* Data section
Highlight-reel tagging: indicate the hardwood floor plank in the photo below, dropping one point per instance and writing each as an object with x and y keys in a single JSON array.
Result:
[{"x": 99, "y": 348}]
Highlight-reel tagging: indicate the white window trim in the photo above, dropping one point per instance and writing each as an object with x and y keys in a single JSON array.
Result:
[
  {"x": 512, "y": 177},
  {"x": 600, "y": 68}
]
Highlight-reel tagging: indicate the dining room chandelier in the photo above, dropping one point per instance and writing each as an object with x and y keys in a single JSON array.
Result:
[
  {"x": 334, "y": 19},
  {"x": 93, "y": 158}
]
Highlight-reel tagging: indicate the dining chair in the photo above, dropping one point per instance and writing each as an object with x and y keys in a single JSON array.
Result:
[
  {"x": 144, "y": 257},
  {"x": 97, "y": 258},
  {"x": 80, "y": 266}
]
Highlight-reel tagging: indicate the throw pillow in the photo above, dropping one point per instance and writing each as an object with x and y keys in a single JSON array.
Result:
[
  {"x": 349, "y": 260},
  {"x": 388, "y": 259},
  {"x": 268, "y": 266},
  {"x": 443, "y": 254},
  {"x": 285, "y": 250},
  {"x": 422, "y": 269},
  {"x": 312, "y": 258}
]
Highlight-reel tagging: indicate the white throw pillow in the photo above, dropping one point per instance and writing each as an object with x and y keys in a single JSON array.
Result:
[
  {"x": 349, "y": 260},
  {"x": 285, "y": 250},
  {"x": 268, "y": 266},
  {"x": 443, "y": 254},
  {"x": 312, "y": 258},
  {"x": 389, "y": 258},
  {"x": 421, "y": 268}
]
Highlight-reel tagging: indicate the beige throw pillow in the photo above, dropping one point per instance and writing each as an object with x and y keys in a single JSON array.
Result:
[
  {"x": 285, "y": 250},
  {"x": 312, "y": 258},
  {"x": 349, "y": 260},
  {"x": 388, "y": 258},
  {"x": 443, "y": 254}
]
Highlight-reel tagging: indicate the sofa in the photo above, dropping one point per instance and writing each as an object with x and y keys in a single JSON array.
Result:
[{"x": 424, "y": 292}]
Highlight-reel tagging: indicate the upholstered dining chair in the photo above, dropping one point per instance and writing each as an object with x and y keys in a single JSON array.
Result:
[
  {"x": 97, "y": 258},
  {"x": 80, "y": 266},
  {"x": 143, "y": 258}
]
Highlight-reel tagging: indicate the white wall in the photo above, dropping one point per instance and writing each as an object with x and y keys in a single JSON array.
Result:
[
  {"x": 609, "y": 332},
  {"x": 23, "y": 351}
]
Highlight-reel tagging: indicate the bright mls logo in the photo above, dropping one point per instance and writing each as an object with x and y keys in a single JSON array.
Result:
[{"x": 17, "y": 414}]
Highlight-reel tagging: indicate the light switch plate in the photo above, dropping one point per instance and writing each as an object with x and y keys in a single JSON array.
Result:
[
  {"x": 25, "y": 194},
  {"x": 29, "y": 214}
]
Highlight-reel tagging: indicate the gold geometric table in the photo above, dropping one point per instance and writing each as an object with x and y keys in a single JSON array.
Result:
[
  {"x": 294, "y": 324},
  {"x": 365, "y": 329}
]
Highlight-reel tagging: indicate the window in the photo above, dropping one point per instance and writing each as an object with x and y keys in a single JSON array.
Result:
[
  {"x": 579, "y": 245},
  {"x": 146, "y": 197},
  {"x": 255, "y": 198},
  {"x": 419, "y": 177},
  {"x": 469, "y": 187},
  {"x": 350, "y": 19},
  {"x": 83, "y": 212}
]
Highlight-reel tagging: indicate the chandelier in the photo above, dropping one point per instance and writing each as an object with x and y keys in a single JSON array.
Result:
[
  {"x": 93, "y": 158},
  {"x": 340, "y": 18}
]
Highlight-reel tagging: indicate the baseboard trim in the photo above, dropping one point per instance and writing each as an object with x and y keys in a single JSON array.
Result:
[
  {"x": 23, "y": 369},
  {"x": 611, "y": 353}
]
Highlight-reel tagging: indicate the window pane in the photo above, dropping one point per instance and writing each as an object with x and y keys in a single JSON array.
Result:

* Your task
Write down the full listing again, exactly.

* Solution to this problem
Highlight-reel tagging: indicate the hardwood floor plank in the photo below, dropping one point per instance and writing each as an object with x and y keys in a single JSON array.
Result:
[{"x": 99, "y": 348}]
Highlight-reel tagging: indicate the white window trim in the photo above, dropping one point per instance and writing each as an object with x and y keys in a single JSON array.
Result:
[
  {"x": 512, "y": 177},
  {"x": 600, "y": 68}
]
Highlight-reel tagging: indicate the dining room chandelier in the photo above, dropping one point per instance and writing each as an object with x and y keys in a single JSON array.
Result:
[
  {"x": 334, "y": 19},
  {"x": 93, "y": 158}
]
Highlight-reel tagging: indicate the dining chair in the photo above, dropping one point per instance and writing each as an object with x and y keys in a single JSON array.
Result:
[
  {"x": 144, "y": 257},
  {"x": 97, "y": 258},
  {"x": 80, "y": 266}
]
Highlight-reel tagging: indicate the throw pillow in the photo above, dropping one point per instance and writing each as an object with x and y keys in a single JSON array.
Result:
[
  {"x": 349, "y": 260},
  {"x": 388, "y": 259},
  {"x": 268, "y": 266},
  {"x": 443, "y": 254},
  {"x": 285, "y": 250},
  {"x": 422, "y": 269},
  {"x": 312, "y": 258}
]
Highlight-reel tagging: indicate the white throw pillow in the photo above, dropping one point per instance and writing each as an object with x and y keys in a single JSON array.
Result:
[
  {"x": 349, "y": 260},
  {"x": 285, "y": 250},
  {"x": 268, "y": 266},
  {"x": 443, "y": 254},
  {"x": 312, "y": 258},
  {"x": 389, "y": 258},
  {"x": 421, "y": 268}
]
Highlight-reel tagging: indicate the beige throw pillow in the photo above, dropping one point per instance and writing each as an object with x and y keys in a single JSON array.
Result:
[
  {"x": 285, "y": 250},
  {"x": 312, "y": 258},
  {"x": 349, "y": 260},
  {"x": 388, "y": 258},
  {"x": 443, "y": 254}
]
Highlight-reel tagging: indicate the sofa in the photo above, dropping one point per instance and writing each as an object with x and y keys in a single JSON array.
Result:
[{"x": 424, "y": 292}]
Highlight-reel tagging: indicate the upholstered dining chair in the photo above, dropping one point per instance and writing each as an object with x and y keys in a single JSON array.
Result:
[
  {"x": 97, "y": 258},
  {"x": 80, "y": 266},
  {"x": 143, "y": 258}
]
Highlight-reel tagging: indicate the white wall in the photo above, dropping one point per instance and writing each as an object with x and y keys in a single JSON array.
Result:
[
  {"x": 609, "y": 332},
  {"x": 23, "y": 351}
]
Highlight-reel tagging: indicate the bright mls logo in the photo above, dropping one point per instance and writing each as an object with x and y keys in a single JSON array.
Result:
[{"x": 17, "y": 414}]
Highlight-reel tagging: indicate the light switch plate in the photo above, dropping one point per instance and writing each as an object with x and y keys in a single JSON array.
Result:
[
  {"x": 25, "y": 194},
  {"x": 29, "y": 214}
]
Highlight-reel tagging: indicate the gold geometric table in the photo above, dropping one point per instance and writing each as an object with x and y keys in a single JSON array.
Result:
[
  {"x": 294, "y": 324},
  {"x": 365, "y": 329}
]
Highlight-reel tagging: indicate the window in the photo above, dropping one point per instance and writing each as an object with x and y keys in a single JSON array.
Result:
[
  {"x": 579, "y": 245},
  {"x": 146, "y": 197},
  {"x": 255, "y": 198},
  {"x": 419, "y": 177},
  {"x": 469, "y": 187},
  {"x": 350, "y": 19},
  {"x": 83, "y": 212}
]
Highlight-reel tagging: indicate the chandelier in the photo above, dropping one point per instance and writing each as an object with x and y keys in a single JSON array.
Result:
[
  {"x": 93, "y": 158},
  {"x": 340, "y": 18}
]
Highlight-reel tagging: indicate the baseboard trim in the photo above, dropping one point per instance and writing each as an object with x and y keys in a single JSON array.
Result:
[
  {"x": 23, "y": 369},
  {"x": 611, "y": 353}
]
Highlight-reel tagging: indicate the window pane in the photo above, dropping one point per instance and writing each as an object with x and y keys in a single JSON array.
Result:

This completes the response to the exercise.